Begin SUPPLIED RECORDS

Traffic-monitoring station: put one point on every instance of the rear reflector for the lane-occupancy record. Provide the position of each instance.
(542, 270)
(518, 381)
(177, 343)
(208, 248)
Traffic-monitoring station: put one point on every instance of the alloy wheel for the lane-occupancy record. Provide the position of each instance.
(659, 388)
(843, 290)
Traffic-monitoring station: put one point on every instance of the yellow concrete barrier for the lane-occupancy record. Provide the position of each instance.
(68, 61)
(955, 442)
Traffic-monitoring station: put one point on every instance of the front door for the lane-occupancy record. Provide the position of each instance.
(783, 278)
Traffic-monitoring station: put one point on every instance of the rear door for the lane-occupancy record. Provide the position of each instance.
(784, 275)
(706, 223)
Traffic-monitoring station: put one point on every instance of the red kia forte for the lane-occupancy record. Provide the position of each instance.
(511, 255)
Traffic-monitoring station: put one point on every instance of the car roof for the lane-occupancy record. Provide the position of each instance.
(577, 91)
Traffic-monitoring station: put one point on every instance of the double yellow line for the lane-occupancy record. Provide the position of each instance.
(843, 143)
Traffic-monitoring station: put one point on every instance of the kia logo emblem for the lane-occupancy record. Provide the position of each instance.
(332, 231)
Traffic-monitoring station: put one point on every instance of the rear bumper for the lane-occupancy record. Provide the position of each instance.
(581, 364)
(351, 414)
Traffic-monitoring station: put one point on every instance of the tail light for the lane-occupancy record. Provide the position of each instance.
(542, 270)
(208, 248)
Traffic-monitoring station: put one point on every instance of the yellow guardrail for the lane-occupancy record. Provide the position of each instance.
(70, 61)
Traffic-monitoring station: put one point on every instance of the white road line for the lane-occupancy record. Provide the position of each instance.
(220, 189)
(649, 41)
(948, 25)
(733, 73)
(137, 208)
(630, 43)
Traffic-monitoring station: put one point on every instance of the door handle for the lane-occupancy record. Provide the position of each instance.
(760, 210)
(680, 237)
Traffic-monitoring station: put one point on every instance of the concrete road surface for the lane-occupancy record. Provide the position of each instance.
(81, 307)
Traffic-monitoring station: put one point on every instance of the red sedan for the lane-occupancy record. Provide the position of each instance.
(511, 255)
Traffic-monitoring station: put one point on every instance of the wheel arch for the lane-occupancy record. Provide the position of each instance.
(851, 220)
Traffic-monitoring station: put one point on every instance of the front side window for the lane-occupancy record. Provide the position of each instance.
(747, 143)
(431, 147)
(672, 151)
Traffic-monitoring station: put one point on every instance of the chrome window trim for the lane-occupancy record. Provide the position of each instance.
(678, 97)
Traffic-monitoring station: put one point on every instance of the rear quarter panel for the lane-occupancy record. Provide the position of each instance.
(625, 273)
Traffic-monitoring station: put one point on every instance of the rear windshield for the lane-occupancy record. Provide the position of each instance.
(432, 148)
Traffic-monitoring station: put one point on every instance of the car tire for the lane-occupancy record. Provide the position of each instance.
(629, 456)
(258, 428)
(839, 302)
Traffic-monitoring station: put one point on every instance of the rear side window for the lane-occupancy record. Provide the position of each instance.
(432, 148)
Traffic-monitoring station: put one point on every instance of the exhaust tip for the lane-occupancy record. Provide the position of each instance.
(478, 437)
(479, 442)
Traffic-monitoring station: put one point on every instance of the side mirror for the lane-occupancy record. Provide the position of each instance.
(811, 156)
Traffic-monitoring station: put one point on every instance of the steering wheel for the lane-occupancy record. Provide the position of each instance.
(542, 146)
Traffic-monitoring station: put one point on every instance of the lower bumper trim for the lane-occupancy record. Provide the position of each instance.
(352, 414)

End SUPPLIED RECORDS
Begin SUPPLIED RECORDS

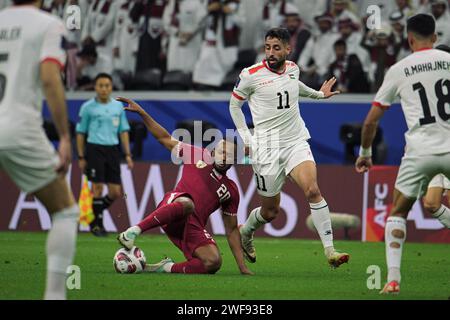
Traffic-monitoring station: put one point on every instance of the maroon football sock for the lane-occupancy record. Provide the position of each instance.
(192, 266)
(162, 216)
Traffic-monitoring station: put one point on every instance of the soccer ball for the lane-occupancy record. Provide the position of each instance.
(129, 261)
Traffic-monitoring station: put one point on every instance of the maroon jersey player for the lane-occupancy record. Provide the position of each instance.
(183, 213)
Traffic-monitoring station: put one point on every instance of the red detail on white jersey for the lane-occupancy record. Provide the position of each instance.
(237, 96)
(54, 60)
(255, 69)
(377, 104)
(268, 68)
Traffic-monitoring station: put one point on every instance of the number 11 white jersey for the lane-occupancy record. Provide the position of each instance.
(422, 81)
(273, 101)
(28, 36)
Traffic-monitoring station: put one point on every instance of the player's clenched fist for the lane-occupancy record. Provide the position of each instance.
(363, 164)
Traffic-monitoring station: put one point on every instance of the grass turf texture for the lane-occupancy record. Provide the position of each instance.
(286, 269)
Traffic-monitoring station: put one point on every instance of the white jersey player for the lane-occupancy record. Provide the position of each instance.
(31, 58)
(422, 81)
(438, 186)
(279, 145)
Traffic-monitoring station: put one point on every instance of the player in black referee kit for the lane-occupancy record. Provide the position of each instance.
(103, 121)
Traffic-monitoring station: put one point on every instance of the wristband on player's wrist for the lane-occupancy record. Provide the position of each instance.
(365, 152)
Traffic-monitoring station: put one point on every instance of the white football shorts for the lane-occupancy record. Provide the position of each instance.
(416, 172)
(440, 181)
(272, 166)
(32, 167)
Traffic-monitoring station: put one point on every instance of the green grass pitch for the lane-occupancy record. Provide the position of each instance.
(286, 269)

End SUPPLIED RECORDS
Begin SUPPLIED RECORDS

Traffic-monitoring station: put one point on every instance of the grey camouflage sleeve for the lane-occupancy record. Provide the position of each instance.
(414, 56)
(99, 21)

End SUPPLIED RECORDS

■ WHAT IS NEEDED
Please pull out every line of the records above that contains the word "trim" and copy each one in full without changes.

■ CORRECT RESULT
Traffic-monitoring station: put one point on every instance of the chrome window trim for the lane-occupancy record. Provide the position of each instance.
Traffic-monitoring station: put one point on every instance of the lower bumper trim for the lane-occupancy record. Provide the position of each instance.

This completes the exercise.